-- Start of Listed entries --
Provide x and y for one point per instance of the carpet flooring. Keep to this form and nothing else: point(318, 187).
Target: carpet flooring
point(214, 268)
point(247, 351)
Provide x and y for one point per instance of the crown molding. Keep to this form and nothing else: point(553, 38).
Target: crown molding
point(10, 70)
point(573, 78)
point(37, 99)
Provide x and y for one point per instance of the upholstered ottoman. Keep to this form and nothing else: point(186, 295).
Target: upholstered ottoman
-- End of Listed entries --
*Your goal*:
Starting at the beginning of the records and ending at the line containing "point(37, 99)", put the records into a two-column CSV with the columns request and answer. Use one row per record, with each field in double quotes and any line breaks replaced by spaces.

*Response to this exercise*:
request,answer
"Provide x and y for one point per instance of the carpet flooring. Keep to this form and nothing else: point(318, 187). Target: carpet flooring","point(214, 268) point(247, 351)"
"Provide x and y for one point per instance of the crown molding. Keep to this form and nothing else: point(553, 38). Target: crown molding","point(10, 70) point(573, 78) point(37, 99)"